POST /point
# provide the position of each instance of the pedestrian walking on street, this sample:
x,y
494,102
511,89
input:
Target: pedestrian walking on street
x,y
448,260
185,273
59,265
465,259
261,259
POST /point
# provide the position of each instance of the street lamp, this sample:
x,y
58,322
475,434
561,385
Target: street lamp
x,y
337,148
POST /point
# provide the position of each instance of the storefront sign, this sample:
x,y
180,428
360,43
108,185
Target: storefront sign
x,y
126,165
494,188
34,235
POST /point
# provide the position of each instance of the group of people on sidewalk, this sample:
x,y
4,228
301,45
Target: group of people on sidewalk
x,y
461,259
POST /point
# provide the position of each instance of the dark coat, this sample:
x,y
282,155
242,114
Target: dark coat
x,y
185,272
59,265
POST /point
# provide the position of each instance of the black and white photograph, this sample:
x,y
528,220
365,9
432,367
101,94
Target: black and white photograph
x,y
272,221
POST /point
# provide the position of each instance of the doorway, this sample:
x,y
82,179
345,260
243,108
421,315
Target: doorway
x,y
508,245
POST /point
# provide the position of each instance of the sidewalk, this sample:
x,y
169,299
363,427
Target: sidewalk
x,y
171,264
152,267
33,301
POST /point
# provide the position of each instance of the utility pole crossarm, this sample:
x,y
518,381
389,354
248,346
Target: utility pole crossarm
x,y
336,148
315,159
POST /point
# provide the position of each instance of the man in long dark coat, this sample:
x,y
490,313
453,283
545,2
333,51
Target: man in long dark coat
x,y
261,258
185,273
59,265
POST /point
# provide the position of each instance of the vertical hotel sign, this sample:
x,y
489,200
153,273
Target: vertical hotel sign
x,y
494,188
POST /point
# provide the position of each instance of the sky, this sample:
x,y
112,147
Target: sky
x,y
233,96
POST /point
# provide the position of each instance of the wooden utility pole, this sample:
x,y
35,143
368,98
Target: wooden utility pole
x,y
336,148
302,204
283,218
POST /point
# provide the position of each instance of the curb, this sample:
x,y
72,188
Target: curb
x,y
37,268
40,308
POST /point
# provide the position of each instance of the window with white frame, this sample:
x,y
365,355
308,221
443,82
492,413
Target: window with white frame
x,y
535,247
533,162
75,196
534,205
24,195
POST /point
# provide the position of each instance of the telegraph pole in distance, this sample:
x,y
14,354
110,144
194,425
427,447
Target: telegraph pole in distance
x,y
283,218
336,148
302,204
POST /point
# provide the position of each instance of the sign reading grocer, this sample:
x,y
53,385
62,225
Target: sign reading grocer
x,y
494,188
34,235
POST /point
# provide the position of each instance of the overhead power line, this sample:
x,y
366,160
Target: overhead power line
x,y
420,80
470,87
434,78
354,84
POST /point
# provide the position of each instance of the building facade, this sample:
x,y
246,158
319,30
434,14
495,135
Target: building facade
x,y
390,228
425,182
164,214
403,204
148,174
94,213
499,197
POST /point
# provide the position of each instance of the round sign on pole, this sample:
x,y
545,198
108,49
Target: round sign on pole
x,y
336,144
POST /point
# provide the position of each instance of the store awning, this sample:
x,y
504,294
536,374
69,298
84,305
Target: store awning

▶ [TASK REQUIREMENTS]
Out of the entries, pull every line that mentions "awning".

▶ [THE ANSWER]
# provide the position of each instance of the store awning, this sample:
Target: store awning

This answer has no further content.